--- Start of Task input ---

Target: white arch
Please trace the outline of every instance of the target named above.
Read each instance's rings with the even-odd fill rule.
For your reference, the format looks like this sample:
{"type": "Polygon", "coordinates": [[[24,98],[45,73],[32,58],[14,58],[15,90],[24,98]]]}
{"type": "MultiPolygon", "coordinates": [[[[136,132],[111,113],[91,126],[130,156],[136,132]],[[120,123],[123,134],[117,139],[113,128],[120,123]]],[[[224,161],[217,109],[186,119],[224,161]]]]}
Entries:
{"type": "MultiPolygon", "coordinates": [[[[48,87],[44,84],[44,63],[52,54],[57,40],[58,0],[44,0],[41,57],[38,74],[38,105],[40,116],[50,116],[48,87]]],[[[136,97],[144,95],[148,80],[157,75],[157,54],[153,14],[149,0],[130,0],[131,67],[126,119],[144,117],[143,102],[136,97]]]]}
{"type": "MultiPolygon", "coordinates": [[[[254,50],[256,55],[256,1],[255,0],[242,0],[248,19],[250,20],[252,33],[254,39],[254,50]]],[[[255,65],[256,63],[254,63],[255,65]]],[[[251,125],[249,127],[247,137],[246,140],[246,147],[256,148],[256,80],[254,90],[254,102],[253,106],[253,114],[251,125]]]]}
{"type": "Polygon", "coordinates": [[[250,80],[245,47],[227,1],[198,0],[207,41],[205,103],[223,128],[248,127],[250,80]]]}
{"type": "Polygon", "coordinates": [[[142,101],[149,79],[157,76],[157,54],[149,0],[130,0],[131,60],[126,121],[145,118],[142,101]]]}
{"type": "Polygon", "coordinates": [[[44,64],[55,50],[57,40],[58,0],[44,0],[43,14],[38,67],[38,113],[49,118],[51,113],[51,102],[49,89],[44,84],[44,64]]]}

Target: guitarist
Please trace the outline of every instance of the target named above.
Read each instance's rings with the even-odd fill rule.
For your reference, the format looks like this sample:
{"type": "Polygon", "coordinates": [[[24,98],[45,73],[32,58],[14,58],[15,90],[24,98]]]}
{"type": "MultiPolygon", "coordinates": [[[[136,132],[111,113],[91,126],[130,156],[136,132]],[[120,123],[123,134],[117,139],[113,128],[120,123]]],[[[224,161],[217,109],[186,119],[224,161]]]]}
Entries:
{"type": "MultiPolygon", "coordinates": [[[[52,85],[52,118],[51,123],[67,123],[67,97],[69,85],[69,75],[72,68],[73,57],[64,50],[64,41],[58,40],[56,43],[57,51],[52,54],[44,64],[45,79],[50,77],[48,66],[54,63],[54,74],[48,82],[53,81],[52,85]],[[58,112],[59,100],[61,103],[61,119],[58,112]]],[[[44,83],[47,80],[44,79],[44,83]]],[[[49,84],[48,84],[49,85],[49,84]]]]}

--- End of Task input ---

Output the listing from the line with "Target: guitarist" through the end of the listing as a two-column CSV with the headers label_text and polygon. Give one row for each labeling text and its answer, putting each in one quoted field with its line breaks replaced by spaces.

- **Solution for this exercise**:
label_text,polygon
"Target: guitarist Please trace the outline of every instance of the target named above. Read each instance's rings with the even-odd fill rule. For your reference, the format looks like this sample: {""type"": ""Polygon"", ""coordinates"": [[[24,98],[45,73],[32,58],[14,58],[15,90],[24,98]]]} {""type"": ""MultiPolygon"", ""coordinates"": [[[[136,132],[111,113],[91,126],[130,156],[136,132]],[[120,123],[123,134],[117,139],[113,128],[120,123]]],[[[224,161],[217,109],[186,119],[224,161]]]]} Entries:","{""type"": ""MultiPolygon"", ""coordinates"": [[[[52,85],[52,118],[51,123],[67,123],[67,97],[69,85],[69,75],[72,68],[73,57],[64,50],[64,41],[58,40],[56,43],[57,51],[52,54],[44,64],[45,79],[50,77],[48,66],[54,63],[54,74],[48,82],[53,81],[52,85]],[[58,112],[59,100],[61,103],[61,119],[58,112]]],[[[44,83],[47,80],[44,79],[44,83]]],[[[49,84],[48,84],[49,85],[49,84]]]]}"